Warren uses an intensive analysis of comments on the Turner Classic Movies channel, especially those of movie host Robert Osborne, to document pro-communist attitudes in Hollywood during the Cold War and its hangover even during the years since the self-inflicted fall of communism:
Sadly, Turner and Osborne demonstrate, in their instrumental view of truth in the name of their “Cause” (however vaguely defined) just how much they have in common with their Hollywood Ten heroes. This is a very important issue because, as Orwell writes in 1984, he who has the past has the future. It is amazing that Time Warner, the owner of Turner Classic Movies, permits such politicization, which must be costing the channel viewership.
As Warren’s analysis shows, Hollywood’s attitude toward communism was far different in the past from what we see in Indiana Jones and the Kingdom of the Crystal Skull—where the villains are quite matter-of-factly and accurately shown to be communists—and the jaundiced critical reaction to Steven Soderbergh’s new film hagiography of Che Guevara.
This is a welcome change, then, and as the great and increasing difference between the attitude then and now suggests, a truly monumental one.

**Problem set:**
**a.** According to the passage on Hollywood and communism, which company owns Turner Classic Movies?
**b.** Reproduce the part of the passage on Hollywood and communism that opens with the words containing "As Warren’s analysis" and closes with "truly monumental one.".
**c.** Carry on the passage on Hollywood and communism beyond its final sentence.

**Extracted records:**
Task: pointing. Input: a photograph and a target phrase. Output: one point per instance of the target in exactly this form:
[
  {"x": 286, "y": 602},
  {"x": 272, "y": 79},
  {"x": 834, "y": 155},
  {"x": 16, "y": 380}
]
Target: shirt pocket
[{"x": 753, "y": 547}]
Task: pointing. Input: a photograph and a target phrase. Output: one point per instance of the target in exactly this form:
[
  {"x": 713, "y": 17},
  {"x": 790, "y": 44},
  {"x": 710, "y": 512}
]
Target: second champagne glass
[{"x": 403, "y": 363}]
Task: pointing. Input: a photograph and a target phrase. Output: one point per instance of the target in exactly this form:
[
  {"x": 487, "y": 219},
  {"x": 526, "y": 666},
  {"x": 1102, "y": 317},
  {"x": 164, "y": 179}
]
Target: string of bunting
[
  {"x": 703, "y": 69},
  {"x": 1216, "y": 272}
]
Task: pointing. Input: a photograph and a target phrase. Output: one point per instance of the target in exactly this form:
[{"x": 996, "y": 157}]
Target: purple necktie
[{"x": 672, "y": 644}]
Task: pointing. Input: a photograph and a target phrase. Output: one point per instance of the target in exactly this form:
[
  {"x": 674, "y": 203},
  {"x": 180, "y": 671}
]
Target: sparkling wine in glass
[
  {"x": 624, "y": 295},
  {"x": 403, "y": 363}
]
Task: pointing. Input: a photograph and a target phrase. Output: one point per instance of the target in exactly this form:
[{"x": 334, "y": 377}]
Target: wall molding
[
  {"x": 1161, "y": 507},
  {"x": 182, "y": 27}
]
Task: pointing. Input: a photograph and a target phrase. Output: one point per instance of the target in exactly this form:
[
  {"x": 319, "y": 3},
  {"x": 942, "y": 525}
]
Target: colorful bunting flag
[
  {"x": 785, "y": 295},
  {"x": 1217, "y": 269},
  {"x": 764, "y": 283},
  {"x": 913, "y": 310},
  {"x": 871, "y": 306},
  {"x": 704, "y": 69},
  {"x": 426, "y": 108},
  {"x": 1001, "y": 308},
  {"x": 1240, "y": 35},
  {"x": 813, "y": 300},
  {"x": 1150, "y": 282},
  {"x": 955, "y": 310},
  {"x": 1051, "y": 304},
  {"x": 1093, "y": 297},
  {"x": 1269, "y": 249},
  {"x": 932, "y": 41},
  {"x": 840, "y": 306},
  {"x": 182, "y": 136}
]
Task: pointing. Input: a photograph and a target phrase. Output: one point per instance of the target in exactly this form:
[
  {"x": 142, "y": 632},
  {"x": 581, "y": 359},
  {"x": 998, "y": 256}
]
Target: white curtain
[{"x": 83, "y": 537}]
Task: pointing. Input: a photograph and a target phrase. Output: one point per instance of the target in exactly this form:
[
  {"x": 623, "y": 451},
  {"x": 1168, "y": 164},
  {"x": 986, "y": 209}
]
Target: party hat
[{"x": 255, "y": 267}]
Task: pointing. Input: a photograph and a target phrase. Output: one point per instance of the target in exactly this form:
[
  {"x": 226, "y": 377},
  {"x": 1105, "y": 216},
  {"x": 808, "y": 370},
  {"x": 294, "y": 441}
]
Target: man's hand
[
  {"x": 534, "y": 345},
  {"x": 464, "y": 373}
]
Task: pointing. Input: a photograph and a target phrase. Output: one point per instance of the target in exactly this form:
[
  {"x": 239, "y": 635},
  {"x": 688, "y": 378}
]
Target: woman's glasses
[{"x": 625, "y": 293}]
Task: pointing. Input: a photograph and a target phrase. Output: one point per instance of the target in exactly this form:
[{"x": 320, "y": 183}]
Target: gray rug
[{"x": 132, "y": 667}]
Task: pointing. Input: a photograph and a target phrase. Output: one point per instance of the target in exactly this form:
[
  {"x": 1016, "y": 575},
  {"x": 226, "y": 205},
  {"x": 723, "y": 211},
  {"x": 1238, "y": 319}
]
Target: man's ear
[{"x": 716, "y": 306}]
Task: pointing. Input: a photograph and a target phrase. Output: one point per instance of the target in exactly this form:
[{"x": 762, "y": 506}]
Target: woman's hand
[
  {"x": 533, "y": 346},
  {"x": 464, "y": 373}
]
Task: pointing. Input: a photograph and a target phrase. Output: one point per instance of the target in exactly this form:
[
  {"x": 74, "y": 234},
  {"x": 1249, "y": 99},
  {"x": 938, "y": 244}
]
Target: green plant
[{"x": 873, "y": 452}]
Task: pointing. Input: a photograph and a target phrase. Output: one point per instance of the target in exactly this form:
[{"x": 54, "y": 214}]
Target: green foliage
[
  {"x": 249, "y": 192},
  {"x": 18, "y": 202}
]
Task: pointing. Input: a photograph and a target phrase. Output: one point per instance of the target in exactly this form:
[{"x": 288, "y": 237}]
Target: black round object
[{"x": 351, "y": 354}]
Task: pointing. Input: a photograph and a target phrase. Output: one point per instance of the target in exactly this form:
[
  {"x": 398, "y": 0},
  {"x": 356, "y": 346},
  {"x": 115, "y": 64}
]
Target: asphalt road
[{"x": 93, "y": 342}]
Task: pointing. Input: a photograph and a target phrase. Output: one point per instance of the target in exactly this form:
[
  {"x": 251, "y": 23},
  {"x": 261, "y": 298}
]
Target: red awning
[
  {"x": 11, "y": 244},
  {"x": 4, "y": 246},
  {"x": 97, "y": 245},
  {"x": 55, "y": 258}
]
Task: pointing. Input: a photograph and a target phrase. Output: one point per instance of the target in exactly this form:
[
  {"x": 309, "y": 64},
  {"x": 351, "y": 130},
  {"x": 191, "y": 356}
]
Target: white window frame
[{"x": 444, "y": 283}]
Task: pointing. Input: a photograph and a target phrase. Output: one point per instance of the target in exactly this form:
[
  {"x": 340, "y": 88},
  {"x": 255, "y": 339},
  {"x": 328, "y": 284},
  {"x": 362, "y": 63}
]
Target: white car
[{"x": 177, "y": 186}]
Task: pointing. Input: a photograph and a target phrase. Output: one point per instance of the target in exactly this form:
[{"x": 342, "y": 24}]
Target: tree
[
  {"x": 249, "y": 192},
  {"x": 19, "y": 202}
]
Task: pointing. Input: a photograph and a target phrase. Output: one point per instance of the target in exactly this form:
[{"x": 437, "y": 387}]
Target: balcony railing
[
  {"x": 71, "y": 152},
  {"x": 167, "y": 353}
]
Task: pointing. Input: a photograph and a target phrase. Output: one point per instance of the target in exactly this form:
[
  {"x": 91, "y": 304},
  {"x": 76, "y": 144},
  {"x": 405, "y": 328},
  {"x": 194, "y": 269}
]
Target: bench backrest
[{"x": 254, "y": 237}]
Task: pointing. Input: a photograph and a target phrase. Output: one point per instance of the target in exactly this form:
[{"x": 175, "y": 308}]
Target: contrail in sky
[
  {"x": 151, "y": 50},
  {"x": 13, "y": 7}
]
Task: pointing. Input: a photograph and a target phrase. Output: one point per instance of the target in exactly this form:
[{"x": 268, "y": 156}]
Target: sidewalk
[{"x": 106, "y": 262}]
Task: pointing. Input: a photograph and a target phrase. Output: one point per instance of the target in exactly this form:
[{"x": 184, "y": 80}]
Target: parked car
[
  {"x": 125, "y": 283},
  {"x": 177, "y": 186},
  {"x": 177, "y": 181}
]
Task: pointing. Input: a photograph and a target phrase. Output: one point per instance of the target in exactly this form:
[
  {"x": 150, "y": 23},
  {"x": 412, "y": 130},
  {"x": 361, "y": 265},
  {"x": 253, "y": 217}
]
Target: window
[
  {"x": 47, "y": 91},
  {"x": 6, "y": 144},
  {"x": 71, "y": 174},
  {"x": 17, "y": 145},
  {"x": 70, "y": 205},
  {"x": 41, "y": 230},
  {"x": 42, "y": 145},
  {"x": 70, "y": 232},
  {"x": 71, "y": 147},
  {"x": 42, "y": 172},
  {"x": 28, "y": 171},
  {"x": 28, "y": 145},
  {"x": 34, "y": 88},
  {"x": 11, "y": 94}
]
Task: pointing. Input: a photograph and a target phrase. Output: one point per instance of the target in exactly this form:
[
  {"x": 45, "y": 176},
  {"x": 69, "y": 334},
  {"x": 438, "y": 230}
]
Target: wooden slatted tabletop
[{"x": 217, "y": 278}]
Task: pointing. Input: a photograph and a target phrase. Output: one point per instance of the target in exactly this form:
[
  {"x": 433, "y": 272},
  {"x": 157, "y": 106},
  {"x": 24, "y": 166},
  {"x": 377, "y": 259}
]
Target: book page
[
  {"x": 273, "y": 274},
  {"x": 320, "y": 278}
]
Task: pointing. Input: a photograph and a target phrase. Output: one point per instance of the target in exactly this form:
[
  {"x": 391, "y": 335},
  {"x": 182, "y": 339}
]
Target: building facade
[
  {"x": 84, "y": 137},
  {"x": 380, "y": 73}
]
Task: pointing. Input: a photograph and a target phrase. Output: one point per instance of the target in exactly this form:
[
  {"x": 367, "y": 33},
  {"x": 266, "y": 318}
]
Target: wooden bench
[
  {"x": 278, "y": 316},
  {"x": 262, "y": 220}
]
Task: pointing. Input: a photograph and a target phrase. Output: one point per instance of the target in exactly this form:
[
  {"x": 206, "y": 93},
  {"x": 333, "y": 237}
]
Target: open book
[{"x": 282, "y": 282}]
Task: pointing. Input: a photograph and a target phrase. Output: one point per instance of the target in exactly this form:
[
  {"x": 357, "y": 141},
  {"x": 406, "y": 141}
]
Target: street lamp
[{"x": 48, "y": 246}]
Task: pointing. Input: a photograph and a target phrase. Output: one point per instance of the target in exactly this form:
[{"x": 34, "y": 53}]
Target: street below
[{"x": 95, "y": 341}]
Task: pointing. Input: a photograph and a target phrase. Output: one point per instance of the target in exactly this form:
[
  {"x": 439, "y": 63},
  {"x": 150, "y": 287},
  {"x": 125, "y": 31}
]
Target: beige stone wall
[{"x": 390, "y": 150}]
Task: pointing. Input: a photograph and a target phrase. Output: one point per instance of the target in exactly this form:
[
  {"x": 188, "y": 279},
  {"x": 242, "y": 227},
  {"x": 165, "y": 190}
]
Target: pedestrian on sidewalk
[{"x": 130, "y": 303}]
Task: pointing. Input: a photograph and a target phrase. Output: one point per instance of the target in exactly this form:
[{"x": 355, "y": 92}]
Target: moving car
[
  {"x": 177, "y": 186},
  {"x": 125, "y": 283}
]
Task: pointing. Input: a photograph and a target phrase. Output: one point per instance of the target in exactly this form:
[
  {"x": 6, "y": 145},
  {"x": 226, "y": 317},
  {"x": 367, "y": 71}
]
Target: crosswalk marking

**Expected outputs:**
**a.** Time Warner

**b.**
As Warren’s analysis shows, Hollywood’s attitude toward communism was far different in the past from what we see in Indiana Jones and the Kingdom of the Crystal Skull—where the villains are quite matter-of-factly and accurately shown to be communists—and the jaundiced critical reaction to Steven Soderbergh’s new film hagiography of Che Guevara.
This is a welcome change, then, and as the great and increasing difference between the attitude then and now suggests, a truly monumental one.

**c.**
To Baconscott: What you say about the HUAC and the black list might be true, but remember that in those years, the Soviet Union dearly hated the USA. Being soft with them might have opened a door for Soviet victory (Soviets didn’t think about it twice when it came to imprisoning people, silencing the media, and so on)
Thanks for your comment, J. J. All of the movies you named are from 1953 or earlier, which confirms my point that Hollywood’s attitude toward communism since the early 1950s has been one of acceptance. One can certainly find exceptions, such as Red Dawn, but the attitude of acceptance toward communism rapidly became increasingly monolithic in Hollywood during the early to mid-1950s and stayed that way until the fall of the Soviet Union.
Mmmm…
I can think of many Hollywood movies from the past which cannot be said to be “soft” on communism – Red Danube, Pickup on South Street, The Iron Curtain, I Was a Communist Spy for the FBI. And much as I hate that ideology, some of the HUAC’s actions are quite unpalatable I think, not to mention the black list.